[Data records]
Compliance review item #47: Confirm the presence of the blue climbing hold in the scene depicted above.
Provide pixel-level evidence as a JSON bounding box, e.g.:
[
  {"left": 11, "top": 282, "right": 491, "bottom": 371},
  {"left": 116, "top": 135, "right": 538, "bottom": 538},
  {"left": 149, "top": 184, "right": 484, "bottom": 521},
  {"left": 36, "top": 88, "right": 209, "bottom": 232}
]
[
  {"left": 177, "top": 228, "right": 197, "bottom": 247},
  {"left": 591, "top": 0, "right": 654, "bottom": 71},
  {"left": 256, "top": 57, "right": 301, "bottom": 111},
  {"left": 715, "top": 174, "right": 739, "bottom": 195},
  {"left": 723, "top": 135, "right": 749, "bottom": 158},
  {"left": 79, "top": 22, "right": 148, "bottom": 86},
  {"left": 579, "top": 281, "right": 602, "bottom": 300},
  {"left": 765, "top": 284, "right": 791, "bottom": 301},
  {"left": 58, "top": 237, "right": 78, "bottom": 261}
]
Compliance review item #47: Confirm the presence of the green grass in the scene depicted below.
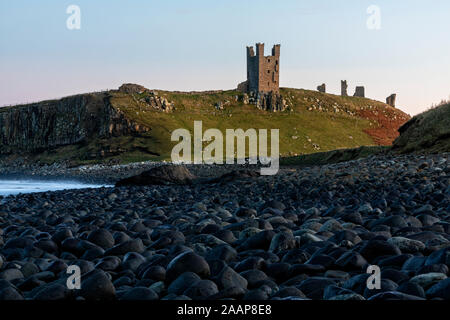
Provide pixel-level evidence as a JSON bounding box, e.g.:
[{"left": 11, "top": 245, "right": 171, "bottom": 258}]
[
  {"left": 29, "top": 136, "right": 166, "bottom": 166},
  {"left": 280, "top": 146, "right": 390, "bottom": 167},
  {"left": 393, "top": 103, "right": 450, "bottom": 153},
  {"left": 108, "top": 88, "right": 383, "bottom": 163},
  {"left": 1, "top": 86, "right": 409, "bottom": 166}
]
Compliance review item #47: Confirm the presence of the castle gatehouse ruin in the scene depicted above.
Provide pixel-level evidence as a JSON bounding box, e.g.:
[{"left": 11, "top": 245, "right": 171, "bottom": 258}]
[
  {"left": 246, "top": 43, "right": 280, "bottom": 93},
  {"left": 238, "top": 43, "right": 287, "bottom": 112}
]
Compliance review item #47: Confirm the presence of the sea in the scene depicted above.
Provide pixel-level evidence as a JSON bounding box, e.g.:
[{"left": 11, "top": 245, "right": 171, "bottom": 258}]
[{"left": 0, "top": 179, "right": 110, "bottom": 197}]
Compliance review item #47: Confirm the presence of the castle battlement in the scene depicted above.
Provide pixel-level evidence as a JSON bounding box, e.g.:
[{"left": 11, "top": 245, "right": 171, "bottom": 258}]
[{"left": 246, "top": 43, "right": 280, "bottom": 94}]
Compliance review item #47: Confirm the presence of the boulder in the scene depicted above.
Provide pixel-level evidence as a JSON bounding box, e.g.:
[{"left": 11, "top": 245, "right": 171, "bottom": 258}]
[{"left": 116, "top": 165, "right": 195, "bottom": 186}]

» TO DO
With the pictures dropped, give every entry above again exactly.

» TASK OUTPUT
Compliance review item #47: Confirm the presence of the blue climbing hold in the scene depicted above.
Provide pixel-level evidence as a JSON bounding box, e.g.:
[
  {"left": 11, "top": 282, "right": 491, "bottom": 371},
  {"left": 116, "top": 135, "right": 538, "bottom": 538},
  {"left": 149, "top": 184, "right": 484, "bottom": 521},
  {"left": 36, "top": 88, "right": 209, "bottom": 232}
]
[
  {"left": 177, "top": 228, "right": 197, "bottom": 247},
  {"left": 591, "top": 0, "right": 654, "bottom": 71},
  {"left": 256, "top": 57, "right": 301, "bottom": 111},
  {"left": 715, "top": 174, "right": 739, "bottom": 195},
  {"left": 723, "top": 135, "right": 749, "bottom": 158},
  {"left": 79, "top": 22, "right": 148, "bottom": 86},
  {"left": 579, "top": 281, "right": 602, "bottom": 300},
  {"left": 765, "top": 284, "right": 791, "bottom": 301},
  {"left": 58, "top": 237, "right": 78, "bottom": 261}
]
Compliance review item #47: Confirm the presence of the green grass in the scene depicted below.
Provide pixel-level evidence as a JSON bounding box, e.g.:
[{"left": 11, "top": 245, "right": 171, "bottom": 258}]
[
  {"left": 29, "top": 136, "right": 166, "bottom": 166},
  {"left": 280, "top": 146, "right": 390, "bottom": 167},
  {"left": 393, "top": 103, "right": 450, "bottom": 153},
  {"left": 108, "top": 88, "right": 383, "bottom": 163},
  {"left": 1, "top": 86, "right": 409, "bottom": 166}
]
Compliance review item #47: Confirm the presence of the castle gatehouse ruin in the scene depicted above.
Provide pixel-level evidence as a JSON bounding box, e.g.:
[{"left": 11, "top": 245, "right": 171, "bottom": 258}]
[
  {"left": 246, "top": 43, "right": 280, "bottom": 93},
  {"left": 238, "top": 43, "right": 287, "bottom": 112}
]
Compliance review item #47: Confirm the presence of the sea in the scene depicted above.
Provide pixel-level evidence as a JSON bounding box, e.g.:
[{"left": 11, "top": 245, "right": 171, "bottom": 258}]
[{"left": 0, "top": 179, "right": 110, "bottom": 197}]
Compliance review item #47: Confirm the presence of the castle battlement in the scene depicted above.
Provide pixel-level evidence as a JSON bounding box, e.g.:
[{"left": 11, "top": 245, "right": 171, "bottom": 258}]
[{"left": 246, "top": 43, "right": 280, "bottom": 94}]
Compliance review item #47: Confirm the presence of the boulder in the scene depicted above.
Provide pixel-level evidence as a JSON bounding box, e.g.:
[{"left": 11, "top": 245, "right": 171, "bottom": 258}]
[{"left": 116, "top": 165, "right": 195, "bottom": 186}]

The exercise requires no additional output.